Problem details:
Report each line of the listing below that contains the string "water". Case counts.
======== Given data ========
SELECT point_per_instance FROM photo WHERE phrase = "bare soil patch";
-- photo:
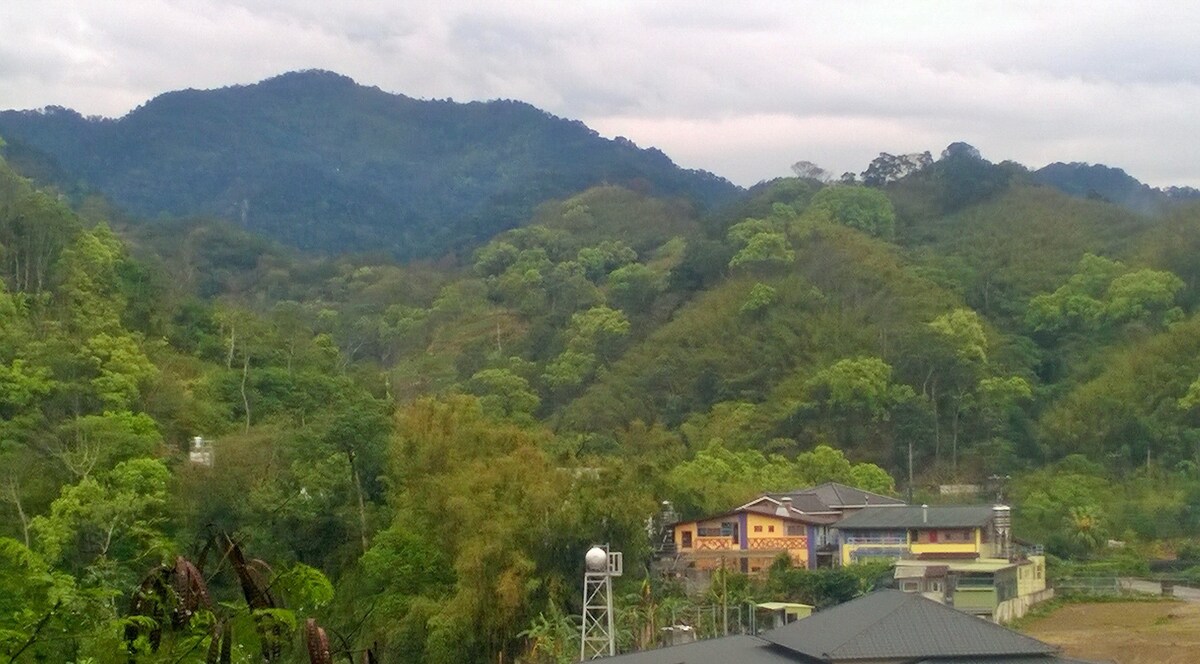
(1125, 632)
========
======== Given data ========
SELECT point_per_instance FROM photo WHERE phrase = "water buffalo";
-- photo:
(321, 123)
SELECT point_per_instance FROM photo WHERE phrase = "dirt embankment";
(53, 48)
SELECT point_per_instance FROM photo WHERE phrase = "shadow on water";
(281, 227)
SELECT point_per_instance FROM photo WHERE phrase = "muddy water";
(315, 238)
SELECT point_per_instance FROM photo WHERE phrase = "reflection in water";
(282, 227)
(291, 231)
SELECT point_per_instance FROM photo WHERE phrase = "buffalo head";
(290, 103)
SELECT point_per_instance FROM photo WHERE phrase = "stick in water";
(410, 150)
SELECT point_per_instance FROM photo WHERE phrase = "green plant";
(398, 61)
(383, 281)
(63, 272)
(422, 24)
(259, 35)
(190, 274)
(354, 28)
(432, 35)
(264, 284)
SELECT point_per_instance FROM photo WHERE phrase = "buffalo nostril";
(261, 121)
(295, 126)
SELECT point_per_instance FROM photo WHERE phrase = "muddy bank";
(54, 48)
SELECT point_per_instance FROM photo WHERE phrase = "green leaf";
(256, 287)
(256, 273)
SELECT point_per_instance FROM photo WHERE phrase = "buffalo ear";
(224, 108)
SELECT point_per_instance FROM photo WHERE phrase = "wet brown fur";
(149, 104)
========
======== Given data ========
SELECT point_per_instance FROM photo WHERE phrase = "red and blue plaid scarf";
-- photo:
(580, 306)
========
Answer to this exercise:
SELECT point_per_instance FROM photo WHERE phrase = "water buffalo";
SELECT point_per_instance FROM photo WHERE phrase = "shadow on water";
SELECT point_per_instance FROM photo WHERE phrase = "muddy water";
SELECT point_per_instance FROM photo WHERE phrase = "reflection in water";
SELECT point_per_instance FROM photo WHERE phrase = "stick in water";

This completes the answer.